Box-labeled dataset extracts:
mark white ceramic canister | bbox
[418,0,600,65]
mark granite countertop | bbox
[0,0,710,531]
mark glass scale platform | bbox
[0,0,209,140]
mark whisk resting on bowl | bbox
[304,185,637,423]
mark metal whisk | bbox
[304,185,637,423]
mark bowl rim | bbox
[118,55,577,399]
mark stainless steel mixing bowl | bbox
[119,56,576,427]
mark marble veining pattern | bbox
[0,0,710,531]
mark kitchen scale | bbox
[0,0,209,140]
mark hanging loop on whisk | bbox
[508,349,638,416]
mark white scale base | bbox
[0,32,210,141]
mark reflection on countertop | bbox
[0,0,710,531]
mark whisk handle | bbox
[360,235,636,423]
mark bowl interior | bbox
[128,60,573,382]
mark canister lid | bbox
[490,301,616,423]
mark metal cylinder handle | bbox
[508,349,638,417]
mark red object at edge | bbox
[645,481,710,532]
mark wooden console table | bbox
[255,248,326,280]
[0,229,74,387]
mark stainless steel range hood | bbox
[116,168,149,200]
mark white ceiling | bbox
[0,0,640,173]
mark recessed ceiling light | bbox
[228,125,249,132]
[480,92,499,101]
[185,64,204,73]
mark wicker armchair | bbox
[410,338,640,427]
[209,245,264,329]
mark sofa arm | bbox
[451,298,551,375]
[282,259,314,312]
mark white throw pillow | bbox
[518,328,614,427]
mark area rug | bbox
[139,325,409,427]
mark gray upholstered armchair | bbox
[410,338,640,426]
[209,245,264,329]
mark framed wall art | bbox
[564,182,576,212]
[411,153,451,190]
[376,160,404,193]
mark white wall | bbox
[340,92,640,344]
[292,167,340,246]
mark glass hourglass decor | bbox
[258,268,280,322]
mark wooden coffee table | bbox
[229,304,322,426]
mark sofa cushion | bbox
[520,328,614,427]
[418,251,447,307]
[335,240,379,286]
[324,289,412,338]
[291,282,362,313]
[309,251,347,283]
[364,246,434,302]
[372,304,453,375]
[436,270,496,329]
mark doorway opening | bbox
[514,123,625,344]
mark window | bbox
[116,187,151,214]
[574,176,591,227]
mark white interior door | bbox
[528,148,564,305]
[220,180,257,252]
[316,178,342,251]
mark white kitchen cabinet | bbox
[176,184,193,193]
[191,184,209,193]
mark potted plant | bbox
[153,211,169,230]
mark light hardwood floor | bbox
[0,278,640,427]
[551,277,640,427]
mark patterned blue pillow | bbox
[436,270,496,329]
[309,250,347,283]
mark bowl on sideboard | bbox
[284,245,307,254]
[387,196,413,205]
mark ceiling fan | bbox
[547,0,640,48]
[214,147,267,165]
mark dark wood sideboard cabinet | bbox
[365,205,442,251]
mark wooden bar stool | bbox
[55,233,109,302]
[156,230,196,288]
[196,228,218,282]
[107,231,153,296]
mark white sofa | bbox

Task -
Recast as a numbered list the part of the listing that opens with the line containing "mark sofa arm | bbox" and closes with the last line of the listing, skipping any blank lines.

Solution to this task -
1. mark sofa arm | bbox
2. [451,298,551,375]
3. [282,259,314,312]
4. mark white throw pillow | bbox
5. [518,328,614,427]
6. mark area rug | bbox
7. [139,325,409,427]
8. mark gray upholstered armchair | bbox
9. [410,338,640,426]
10. [209,245,264,329]
11. mark framed wall art | bbox
12. [564,182,576,212]
13. [411,153,451,190]
14. [376,160,404,193]
15. mark white wall | bbox
16. [340,92,640,344]
17. [292,167,340,246]
18. mark glass hourglass decor | bbox
19. [258,268,280,322]
20. mark wooden coffee table | bbox
21. [229,304,322,426]
22. mark sofa cushion | bbox
23. [520,328,614,427]
24. [418,251,447,307]
25. [335,240,379,286]
26. [324,289,412,338]
27. [291,282,362,313]
28. [309,251,347,283]
29. [364,246,434,302]
30. [372,304,453,375]
31. [436,270,496,329]
32. mark doorway opening | bbox
33. [514,123,625,344]
34. mark window | bbox
35. [116,187,151,214]
36. [574,176,591,227]
37. mark white interior door | bbox
38. [528,148,564,305]
39. [220,180,257,252]
40. [316,178,342,251]
41. mark white kitchen cabinet | bbox
42. [176,184,193,193]
43. [191,184,209,193]
44. mark potted plant | bbox
45. [153,211,169,230]
46. mark light hardwood floor | bbox
47. [0,278,640,427]
48. [551,277,640,427]
49. mark patterned blue pillow | bbox
50. [436,270,496,329]
51. [309,250,347,283]
52. mark bowl on sideboard | bbox
53. [284,245,307,254]
54. [387,196,413,205]
55. mark ceiling fan | bbox
56. [547,0,640,48]
57. [214,147,267,165]
58. mark dark wood sideboard cabinet | bbox
59. [365,205,442,251]
60. mark wooden bar stool | bbox
61. [55,233,109,302]
62. [156,230,196,288]
63. [196,228,218,282]
64. [107,231,153,296]
65. mark white sofa | bbox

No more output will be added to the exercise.